1760 - 7th Jul 1843
James Forsyth and his wife Sarah Maria had four children baptised in St Andrew, Jamaica, 1797-1801. James was probably deceased by 1809 when Leighfield in St George was registered to his wife. Sarah Maria was his executrix in 1817.
Their youngest child James Forsyth of Glengorm died at Sorne House, Argyll, Scotland, 24/02/1862. His death certificate gives his parents as James Forsyth of Leighfield in the Island of Jamaica and Sara Maria Forsyth M[aiden] S[urname] MacGuffock.
Born in 1760 "in Craig", Balmaclellan, Kirkcudbrightshire, Sarah Maria was the second of four daughters of David McGuffog and his wife Margaret Mains. Since David McGuffog was not the proprietor of Craig it would seem likely that he was a substantial tenant of the owners of the 1760s, one of the Galloway Gordon families. Sarah Maria and two of her sisters are mentioned in the will of James McGuffog of Stamford, Lincolnshire, in 1828 (proved 1829) and one sister was bequeathed items in the will of his widow (proved 1840).
Sarah Maria's sister Jane (born in 1763) married John Rutherford (?1748-1816), a merchant of Kingston, in St Andrew, Jamaica, in 1786. Another sister, Katherine (born 1766), described as described as "of Jamaica", married William Duff, a City notary in St Nicholas Lane in Shoreditch, London, in 1793. It's not clear when the sisters arrived in Jamaica but Sarah Maria was a widow of St George, Jamaica, with the surname Leigh when she married James Forsyth, a planter of St Andrew, in 1796. Presumably she had inherited Leighfield estate in St George from her previous husband William Leigh whom she married in Kingston 10/12/1787. He is probably the William Leigh buried in Kingston, 30/06/1793.

ACTIONS TO TAKE ->
(A) Why does the Sarah Maria Forsyth account consider it likely that David McGuffog was a substantial tenant at Craig? Answer in one to three sentences.
(B) List every marriage in the Sarah Maria Forsyth account that has a year, giving both spouses and the year.
(C) According to the Sarah Maria Forsyth account, where and when did James Forsyth of Glengorm die?
You won't need the material that follows this account to complete any of the tasks.

RECORDED INFORMATION ->
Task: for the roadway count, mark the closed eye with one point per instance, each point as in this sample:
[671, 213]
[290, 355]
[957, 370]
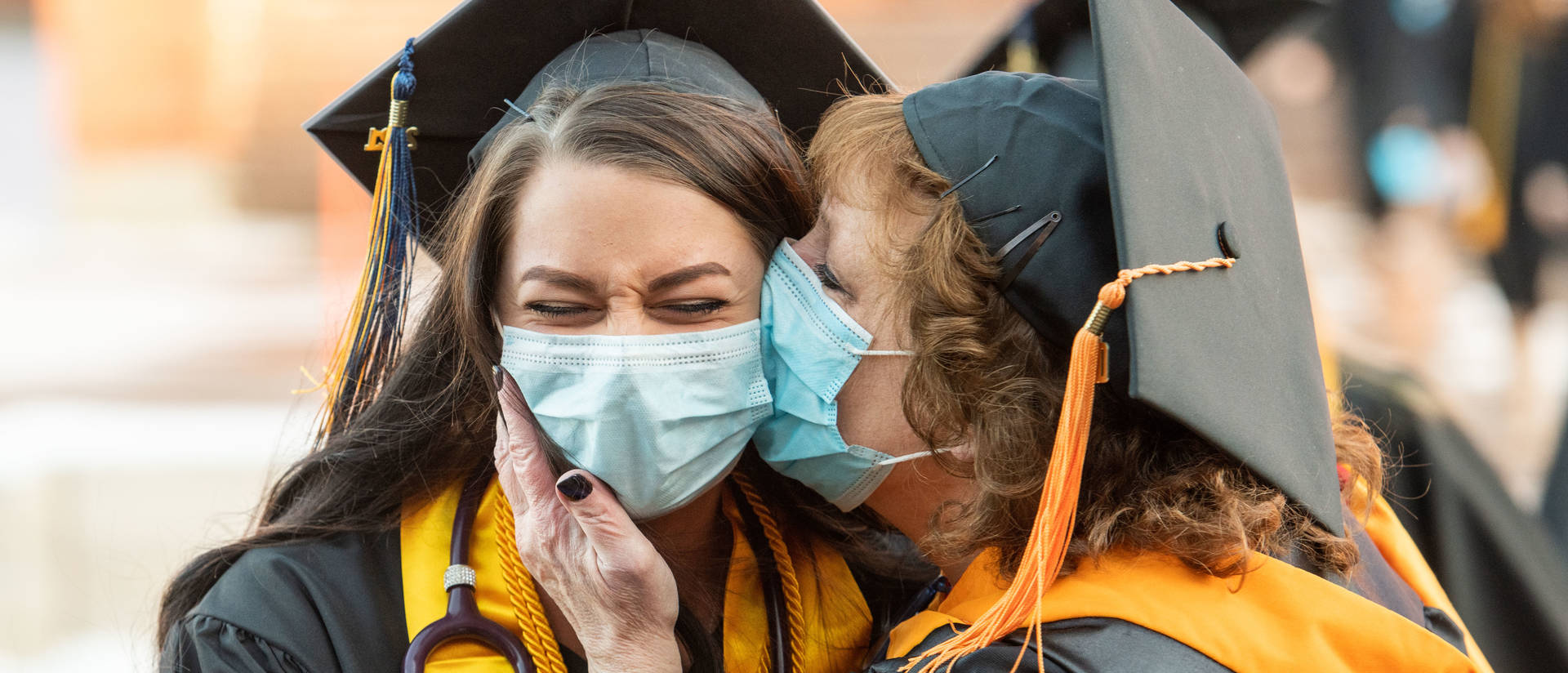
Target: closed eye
[828, 279]
[550, 310]
[698, 308]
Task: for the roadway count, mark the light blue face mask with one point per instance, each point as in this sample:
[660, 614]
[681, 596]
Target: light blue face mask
[659, 417]
[809, 349]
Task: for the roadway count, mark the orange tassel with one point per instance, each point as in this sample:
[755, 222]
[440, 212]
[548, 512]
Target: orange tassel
[1053, 529]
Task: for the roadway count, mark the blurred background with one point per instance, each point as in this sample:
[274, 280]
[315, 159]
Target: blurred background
[173, 250]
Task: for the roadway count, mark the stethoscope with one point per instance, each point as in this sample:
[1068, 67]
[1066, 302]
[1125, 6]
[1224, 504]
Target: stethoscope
[463, 618]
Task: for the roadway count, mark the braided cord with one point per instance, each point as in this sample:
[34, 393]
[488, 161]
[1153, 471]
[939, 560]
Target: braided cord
[1114, 292]
[526, 604]
[786, 568]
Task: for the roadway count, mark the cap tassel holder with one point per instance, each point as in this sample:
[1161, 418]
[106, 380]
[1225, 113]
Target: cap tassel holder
[369, 341]
[1053, 529]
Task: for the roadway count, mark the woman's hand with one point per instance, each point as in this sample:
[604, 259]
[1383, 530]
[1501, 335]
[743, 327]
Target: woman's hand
[582, 548]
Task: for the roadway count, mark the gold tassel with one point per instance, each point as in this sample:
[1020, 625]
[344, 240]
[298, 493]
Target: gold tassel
[1053, 529]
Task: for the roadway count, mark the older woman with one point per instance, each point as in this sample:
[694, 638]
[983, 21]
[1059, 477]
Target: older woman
[1201, 512]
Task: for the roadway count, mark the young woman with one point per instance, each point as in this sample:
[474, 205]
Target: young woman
[1198, 512]
[615, 230]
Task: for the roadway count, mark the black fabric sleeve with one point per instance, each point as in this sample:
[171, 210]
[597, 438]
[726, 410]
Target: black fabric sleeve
[209, 645]
[323, 606]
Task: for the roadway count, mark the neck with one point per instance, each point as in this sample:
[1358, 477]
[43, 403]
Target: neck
[695, 542]
[911, 497]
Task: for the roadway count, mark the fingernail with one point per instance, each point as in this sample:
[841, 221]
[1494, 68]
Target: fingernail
[574, 487]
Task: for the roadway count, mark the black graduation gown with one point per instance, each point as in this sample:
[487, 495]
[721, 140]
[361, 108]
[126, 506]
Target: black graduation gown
[336, 606]
[1496, 562]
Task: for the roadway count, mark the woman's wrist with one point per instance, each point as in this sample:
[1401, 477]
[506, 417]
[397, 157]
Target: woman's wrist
[654, 654]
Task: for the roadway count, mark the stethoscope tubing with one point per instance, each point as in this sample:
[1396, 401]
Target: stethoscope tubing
[463, 618]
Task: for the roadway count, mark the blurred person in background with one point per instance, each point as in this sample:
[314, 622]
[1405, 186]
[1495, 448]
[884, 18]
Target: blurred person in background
[1437, 91]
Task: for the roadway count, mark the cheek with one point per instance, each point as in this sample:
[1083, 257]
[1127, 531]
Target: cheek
[871, 412]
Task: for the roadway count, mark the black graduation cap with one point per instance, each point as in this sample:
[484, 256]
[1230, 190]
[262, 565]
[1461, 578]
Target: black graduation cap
[1174, 156]
[485, 52]
[1054, 29]
[483, 63]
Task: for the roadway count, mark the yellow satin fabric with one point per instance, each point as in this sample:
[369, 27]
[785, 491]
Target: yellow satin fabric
[1275, 618]
[838, 620]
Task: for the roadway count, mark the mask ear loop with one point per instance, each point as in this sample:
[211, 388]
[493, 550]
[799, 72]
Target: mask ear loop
[864, 354]
[1045, 226]
[905, 458]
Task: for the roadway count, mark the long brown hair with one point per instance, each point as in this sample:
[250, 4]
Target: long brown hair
[433, 419]
[983, 377]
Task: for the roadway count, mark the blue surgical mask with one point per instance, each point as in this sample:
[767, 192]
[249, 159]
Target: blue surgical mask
[659, 417]
[809, 347]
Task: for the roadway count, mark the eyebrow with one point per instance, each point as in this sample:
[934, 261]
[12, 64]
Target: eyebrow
[559, 277]
[687, 275]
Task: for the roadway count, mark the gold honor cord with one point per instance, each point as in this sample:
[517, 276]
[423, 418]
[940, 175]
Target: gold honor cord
[1053, 528]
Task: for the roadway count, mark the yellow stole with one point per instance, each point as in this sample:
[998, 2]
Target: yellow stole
[838, 620]
[1275, 618]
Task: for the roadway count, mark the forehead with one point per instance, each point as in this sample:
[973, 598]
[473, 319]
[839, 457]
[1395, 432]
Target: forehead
[582, 216]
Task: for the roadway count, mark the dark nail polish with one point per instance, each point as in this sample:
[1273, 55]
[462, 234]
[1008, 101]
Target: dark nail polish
[574, 487]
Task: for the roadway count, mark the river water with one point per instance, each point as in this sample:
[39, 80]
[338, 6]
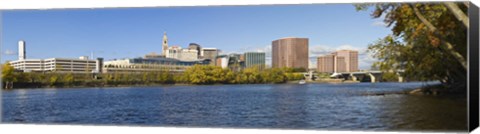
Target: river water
[284, 106]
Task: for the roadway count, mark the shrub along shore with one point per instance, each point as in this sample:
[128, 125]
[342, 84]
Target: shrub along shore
[196, 75]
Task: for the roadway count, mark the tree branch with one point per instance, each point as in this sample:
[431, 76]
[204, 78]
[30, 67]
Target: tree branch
[458, 13]
[433, 29]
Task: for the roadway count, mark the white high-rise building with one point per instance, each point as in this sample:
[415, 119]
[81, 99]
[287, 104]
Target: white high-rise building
[21, 50]
[165, 44]
[177, 52]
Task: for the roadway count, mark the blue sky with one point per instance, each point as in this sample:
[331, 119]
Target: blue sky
[133, 32]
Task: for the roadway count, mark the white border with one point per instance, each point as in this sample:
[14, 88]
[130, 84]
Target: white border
[56, 4]
[62, 4]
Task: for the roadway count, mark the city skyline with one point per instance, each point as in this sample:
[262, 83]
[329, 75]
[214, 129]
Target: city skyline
[74, 31]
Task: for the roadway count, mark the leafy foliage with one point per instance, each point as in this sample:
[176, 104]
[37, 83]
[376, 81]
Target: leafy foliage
[428, 41]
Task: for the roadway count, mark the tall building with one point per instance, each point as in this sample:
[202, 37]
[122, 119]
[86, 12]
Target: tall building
[351, 59]
[22, 50]
[195, 46]
[142, 65]
[326, 64]
[177, 52]
[254, 59]
[290, 52]
[339, 61]
[165, 44]
[211, 54]
[61, 65]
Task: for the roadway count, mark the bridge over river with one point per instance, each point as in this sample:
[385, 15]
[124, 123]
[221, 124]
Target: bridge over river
[366, 75]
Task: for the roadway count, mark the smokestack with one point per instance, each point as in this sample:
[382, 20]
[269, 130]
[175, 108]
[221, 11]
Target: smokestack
[99, 65]
[21, 50]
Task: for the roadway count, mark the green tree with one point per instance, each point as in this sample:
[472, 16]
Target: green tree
[428, 41]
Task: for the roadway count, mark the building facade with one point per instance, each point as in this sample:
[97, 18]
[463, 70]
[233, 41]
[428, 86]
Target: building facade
[141, 65]
[165, 44]
[351, 59]
[60, 65]
[176, 52]
[290, 52]
[22, 50]
[254, 59]
[326, 64]
[339, 61]
[210, 53]
[195, 46]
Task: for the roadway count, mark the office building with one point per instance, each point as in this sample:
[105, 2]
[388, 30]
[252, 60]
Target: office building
[254, 59]
[154, 55]
[140, 65]
[59, 65]
[22, 50]
[177, 52]
[195, 46]
[339, 61]
[351, 59]
[290, 52]
[326, 64]
[222, 61]
[165, 44]
[210, 53]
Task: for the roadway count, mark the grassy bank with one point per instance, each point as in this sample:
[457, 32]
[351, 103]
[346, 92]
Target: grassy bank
[196, 75]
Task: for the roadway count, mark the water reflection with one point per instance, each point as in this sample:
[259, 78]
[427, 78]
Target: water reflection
[310, 106]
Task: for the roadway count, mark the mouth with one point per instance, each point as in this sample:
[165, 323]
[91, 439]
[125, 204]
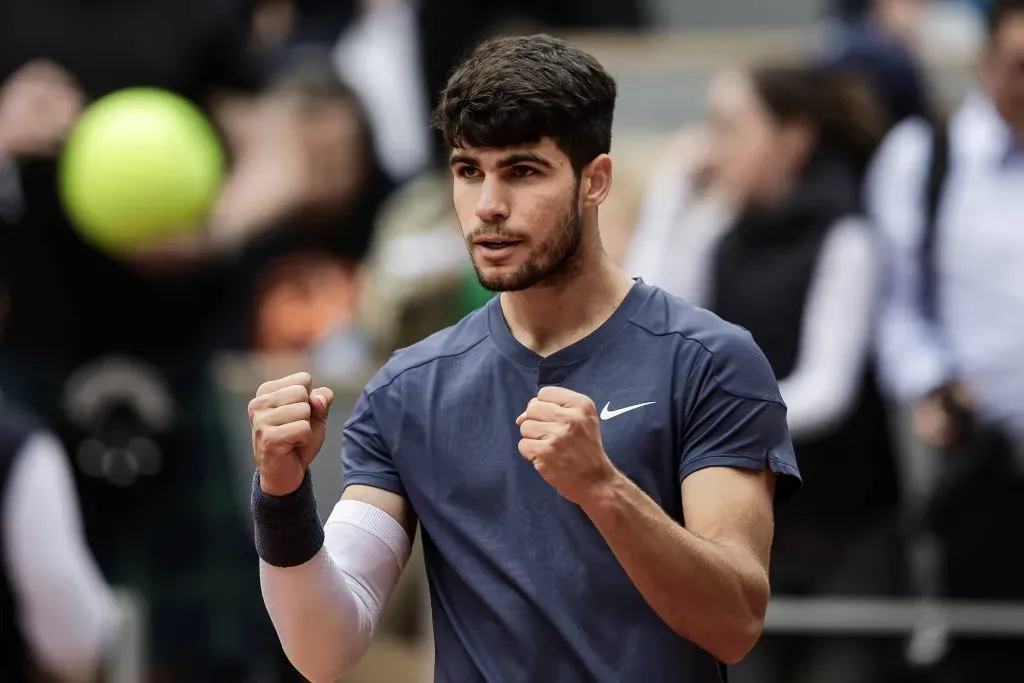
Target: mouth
[496, 246]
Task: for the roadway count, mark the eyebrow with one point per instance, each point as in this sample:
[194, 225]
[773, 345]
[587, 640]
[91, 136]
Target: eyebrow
[511, 160]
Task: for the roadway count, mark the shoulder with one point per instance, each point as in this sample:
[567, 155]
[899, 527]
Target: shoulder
[904, 150]
[448, 344]
[710, 350]
[852, 240]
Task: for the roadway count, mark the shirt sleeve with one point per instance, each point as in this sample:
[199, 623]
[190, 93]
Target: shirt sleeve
[912, 356]
[366, 456]
[735, 417]
[68, 612]
[823, 388]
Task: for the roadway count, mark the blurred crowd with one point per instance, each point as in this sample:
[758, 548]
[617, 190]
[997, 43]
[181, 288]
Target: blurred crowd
[866, 231]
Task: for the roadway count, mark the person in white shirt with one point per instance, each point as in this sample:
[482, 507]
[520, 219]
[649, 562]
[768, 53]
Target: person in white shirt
[766, 231]
[56, 612]
[949, 201]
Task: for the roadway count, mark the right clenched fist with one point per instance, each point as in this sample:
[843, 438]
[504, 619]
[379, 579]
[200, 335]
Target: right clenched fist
[289, 424]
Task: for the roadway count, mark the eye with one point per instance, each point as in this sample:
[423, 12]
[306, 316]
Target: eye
[522, 171]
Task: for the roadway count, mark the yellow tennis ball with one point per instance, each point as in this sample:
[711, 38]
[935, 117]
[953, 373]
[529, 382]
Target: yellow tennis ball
[141, 165]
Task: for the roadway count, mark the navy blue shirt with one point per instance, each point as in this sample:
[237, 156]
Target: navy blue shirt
[523, 587]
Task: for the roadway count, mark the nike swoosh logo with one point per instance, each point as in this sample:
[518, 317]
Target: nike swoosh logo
[607, 415]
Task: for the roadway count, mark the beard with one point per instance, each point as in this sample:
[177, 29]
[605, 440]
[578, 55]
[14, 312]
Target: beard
[552, 262]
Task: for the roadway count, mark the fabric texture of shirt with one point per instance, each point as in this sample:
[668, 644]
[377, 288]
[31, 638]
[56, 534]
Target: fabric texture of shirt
[523, 587]
[979, 337]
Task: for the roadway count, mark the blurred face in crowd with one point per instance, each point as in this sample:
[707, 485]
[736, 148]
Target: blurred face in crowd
[519, 210]
[333, 146]
[1003, 72]
[753, 158]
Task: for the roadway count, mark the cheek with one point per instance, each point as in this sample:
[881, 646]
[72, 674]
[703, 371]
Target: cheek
[539, 211]
[465, 198]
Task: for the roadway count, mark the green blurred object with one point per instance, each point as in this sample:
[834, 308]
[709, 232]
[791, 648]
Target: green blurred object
[471, 293]
[140, 166]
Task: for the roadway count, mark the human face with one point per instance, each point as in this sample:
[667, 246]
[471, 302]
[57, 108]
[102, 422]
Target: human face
[519, 210]
[751, 155]
[332, 144]
[1003, 71]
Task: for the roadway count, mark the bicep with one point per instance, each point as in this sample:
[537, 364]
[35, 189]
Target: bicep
[394, 506]
[732, 508]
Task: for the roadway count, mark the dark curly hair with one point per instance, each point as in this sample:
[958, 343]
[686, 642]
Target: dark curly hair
[517, 90]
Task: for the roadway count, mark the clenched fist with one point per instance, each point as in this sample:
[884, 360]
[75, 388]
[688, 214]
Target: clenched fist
[289, 424]
[562, 438]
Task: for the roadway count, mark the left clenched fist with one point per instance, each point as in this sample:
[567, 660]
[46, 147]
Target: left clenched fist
[562, 438]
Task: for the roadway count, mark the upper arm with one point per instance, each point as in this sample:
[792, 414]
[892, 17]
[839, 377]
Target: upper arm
[368, 462]
[732, 508]
[895, 181]
[734, 416]
[394, 506]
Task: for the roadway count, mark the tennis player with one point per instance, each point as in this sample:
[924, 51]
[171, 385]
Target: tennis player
[592, 463]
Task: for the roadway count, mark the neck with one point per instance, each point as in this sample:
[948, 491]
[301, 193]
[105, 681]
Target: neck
[548, 317]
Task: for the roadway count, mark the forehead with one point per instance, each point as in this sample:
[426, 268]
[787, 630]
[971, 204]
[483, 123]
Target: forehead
[544, 152]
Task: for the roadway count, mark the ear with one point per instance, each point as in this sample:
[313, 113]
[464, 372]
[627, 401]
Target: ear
[595, 181]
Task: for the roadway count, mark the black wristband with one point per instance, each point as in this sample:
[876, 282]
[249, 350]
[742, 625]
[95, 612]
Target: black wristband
[288, 527]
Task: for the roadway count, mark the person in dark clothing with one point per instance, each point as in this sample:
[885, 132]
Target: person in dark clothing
[114, 353]
[794, 263]
[300, 280]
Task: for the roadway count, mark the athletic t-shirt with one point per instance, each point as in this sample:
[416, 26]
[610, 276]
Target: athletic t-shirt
[523, 587]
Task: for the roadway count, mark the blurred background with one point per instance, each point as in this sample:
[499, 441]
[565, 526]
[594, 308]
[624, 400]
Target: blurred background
[844, 178]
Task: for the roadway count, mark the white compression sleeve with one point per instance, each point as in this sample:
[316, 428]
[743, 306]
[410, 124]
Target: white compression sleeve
[68, 612]
[326, 610]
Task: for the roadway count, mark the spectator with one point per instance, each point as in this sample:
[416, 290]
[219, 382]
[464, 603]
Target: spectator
[876, 39]
[114, 352]
[791, 260]
[948, 200]
[56, 613]
[301, 281]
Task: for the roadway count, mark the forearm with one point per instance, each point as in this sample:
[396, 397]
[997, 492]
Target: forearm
[710, 594]
[326, 608]
[323, 627]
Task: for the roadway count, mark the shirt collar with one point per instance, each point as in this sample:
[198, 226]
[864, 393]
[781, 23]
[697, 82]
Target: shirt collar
[988, 139]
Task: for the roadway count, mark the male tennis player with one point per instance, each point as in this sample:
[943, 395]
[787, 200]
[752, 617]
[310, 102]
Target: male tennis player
[592, 462]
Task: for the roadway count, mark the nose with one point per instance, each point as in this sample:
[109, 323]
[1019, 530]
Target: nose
[493, 204]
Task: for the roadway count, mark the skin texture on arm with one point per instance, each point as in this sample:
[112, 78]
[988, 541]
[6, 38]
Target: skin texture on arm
[709, 581]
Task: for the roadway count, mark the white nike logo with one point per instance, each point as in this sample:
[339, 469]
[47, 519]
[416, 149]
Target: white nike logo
[607, 415]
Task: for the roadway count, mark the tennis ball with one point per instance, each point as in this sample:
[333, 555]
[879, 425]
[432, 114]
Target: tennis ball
[141, 165]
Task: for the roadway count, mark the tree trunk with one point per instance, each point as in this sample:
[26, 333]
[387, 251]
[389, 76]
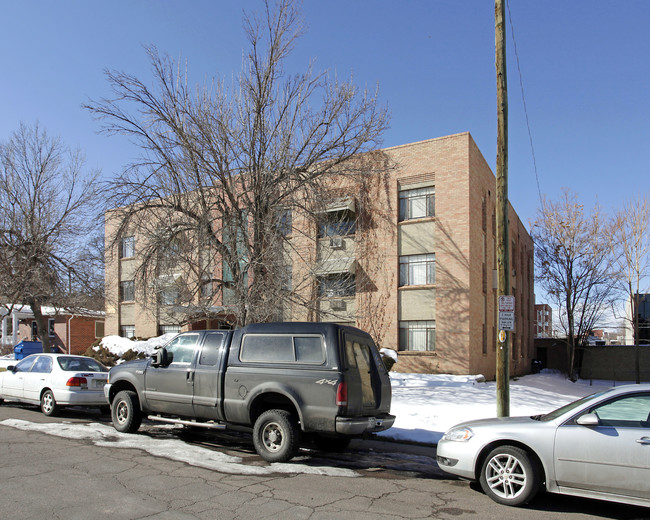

RESPONSES ->
(A) The account says that David McGuffog was not the proprietor of Craig. It therefore suggests that he was probably a substantial tenant of its owners in the 1760s, one of the Galloway Gordon families.

(B)
- Jane McGuffog and John Rutherford, 1786
- Sarah Maria McGuffog and William Leigh, 1787
- Katherine McGuffog and William Duff, 1793
- Sarah Maria Leigh and James Forsyth, 1796

(C) He died at Sorne House, Argyll, Scotland, on 24/02/1862.